(Annotation records)
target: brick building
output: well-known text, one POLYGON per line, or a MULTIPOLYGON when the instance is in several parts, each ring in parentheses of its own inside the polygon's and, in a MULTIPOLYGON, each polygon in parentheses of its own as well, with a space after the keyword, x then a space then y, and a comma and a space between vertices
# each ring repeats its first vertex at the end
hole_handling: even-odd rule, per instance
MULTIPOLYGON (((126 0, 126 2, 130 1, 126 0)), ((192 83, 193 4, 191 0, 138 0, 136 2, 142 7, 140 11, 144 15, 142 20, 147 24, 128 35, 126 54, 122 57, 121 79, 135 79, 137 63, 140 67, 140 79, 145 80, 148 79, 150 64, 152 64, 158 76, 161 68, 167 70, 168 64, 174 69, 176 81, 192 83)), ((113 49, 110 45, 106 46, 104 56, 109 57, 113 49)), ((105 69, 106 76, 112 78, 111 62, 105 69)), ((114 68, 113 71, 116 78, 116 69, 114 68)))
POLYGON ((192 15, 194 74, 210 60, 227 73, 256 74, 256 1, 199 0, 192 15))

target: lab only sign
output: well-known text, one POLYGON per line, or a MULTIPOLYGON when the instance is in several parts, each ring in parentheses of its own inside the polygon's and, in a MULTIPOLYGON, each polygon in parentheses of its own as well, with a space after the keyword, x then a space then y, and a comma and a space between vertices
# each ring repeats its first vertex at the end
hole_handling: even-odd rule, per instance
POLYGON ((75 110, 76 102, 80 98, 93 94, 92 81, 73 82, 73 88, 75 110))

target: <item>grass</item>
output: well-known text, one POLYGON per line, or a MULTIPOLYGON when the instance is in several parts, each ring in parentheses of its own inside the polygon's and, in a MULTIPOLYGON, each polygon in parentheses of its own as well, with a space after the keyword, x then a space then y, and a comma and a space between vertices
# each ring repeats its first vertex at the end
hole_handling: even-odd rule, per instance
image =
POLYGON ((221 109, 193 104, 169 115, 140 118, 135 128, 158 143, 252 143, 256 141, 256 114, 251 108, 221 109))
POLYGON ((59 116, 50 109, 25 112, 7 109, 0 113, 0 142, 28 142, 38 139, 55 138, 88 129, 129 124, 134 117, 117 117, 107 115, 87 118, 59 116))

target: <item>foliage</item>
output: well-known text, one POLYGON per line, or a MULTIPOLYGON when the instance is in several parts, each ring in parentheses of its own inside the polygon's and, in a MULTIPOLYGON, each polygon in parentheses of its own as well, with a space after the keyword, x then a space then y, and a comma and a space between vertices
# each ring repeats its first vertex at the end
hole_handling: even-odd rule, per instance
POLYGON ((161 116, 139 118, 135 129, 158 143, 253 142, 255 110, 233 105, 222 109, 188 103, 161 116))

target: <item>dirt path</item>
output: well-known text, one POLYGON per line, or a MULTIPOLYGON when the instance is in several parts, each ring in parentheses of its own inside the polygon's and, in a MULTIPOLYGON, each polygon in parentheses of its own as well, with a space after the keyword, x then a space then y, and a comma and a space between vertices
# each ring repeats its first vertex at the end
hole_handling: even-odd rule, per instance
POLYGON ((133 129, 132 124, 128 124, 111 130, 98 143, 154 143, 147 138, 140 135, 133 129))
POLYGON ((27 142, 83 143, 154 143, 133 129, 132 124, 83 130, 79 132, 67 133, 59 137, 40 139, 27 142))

#### [Task directions]
Print every line of the records above without changing a single character.

#### [Exercise answer]
target: brick building
output: well-known text, one POLYGON per line, or a MULTIPOLYGON when the instance is in several parts, each ring in parentheses of its own inside the polygon's and, in a MULTIPOLYGON, each polygon in parentheses of its own as well, with a space after the keyword, x then a space then y, and a comma and a space between vertices
# each ring repeats its first vertex at the end
hole_handling: even-odd rule, per instance
MULTIPOLYGON (((126 0, 126 2, 130 1, 126 0)), ((192 83, 193 4, 191 0, 138 0, 136 2, 142 7, 140 11, 144 15, 142 20, 147 24, 128 35, 126 54, 122 57, 121 79, 135 79, 137 63, 140 67, 140 79, 145 80, 148 79, 150 64, 152 64, 158 76, 161 68, 167 70, 168 64, 174 69, 176 81, 192 83)), ((113 49, 110 45, 106 46, 104 56, 109 57, 113 49)), ((105 69, 106 76, 112 78, 111 62, 105 69)), ((114 68, 113 71, 116 78, 116 69, 114 68)))
POLYGON ((192 15, 194 74, 210 60, 227 73, 256 74, 256 1, 199 0, 192 15))

target: lab only sign
output: well-known text, one POLYGON per line, or a MULTIPOLYGON when the instance is in several parts, each ring in parentheses of its own inside the polygon's and, in a MULTIPOLYGON, each polygon in parentheses of its own as well, with a space after the keyword, x then a space then y, and a comma and a space between vertices
# each ring repeats its first vertex at the end
hole_handling: even-odd rule, per instance
POLYGON ((75 110, 76 102, 80 98, 93 94, 92 81, 73 82, 73 88, 75 110))

target: <item>grass</item>
output: well-known text, one POLYGON per line, or a MULTIPOLYGON when the instance is in several parts, each ring in parentheses of its own inside the polygon's and, in a MULTIPOLYGON, each polygon in parentheses of its own as well, with a space after the keyword, x then a space then y, and a comma and a space between vertices
# each ring repeats its first vertex at the end
hole_handling: even-odd rule, per instance
image =
POLYGON ((221 109, 193 104, 169 115, 140 118, 135 128, 158 143, 252 143, 256 141, 256 114, 251 108, 221 109))
POLYGON ((59 116, 50 109, 25 112, 7 109, 0 113, 0 142, 28 142, 38 139, 55 138, 88 129, 129 124, 134 117, 117 117, 107 115, 87 118, 59 116))

target: <item>foliage</item>
output: well-known text, one POLYGON per line, or a MULTIPOLYGON when the instance is in several parts, each ring in parentheses of its own inside the polygon's and, in a MULTIPOLYGON, each polygon in parentheses of its own as well, with a space after the keyword, x then a space then y, and a comma and a space between vertices
# each ring repeats its first vertex at the end
hole_handling: even-odd rule, per instance
POLYGON ((161 116, 139 118, 135 129, 158 143, 253 142, 255 110, 233 105, 222 109, 188 103, 161 116))

target: <item>dirt path</item>
output: well-known text, one POLYGON per line, or a MULTIPOLYGON when the instance is in several parts, each ring in parentheses of its own inside the polygon's and, in a MULTIPOLYGON, each polygon in parentheses of its own as well, with a space after the keyword, x then a space then y, and a comma and a space between vertices
# each ring repeats its first vertex at the end
hole_handling: even-odd rule, per instance
POLYGON ((133 129, 132 124, 128 124, 111 130, 98 143, 154 143, 147 138, 140 135, 133 129))
POLYGON ((27 142, 83 143, 154 143, 133 129, 132 124, 83 130, 79 132, 67 133, 59 137, 40 139, 27 142))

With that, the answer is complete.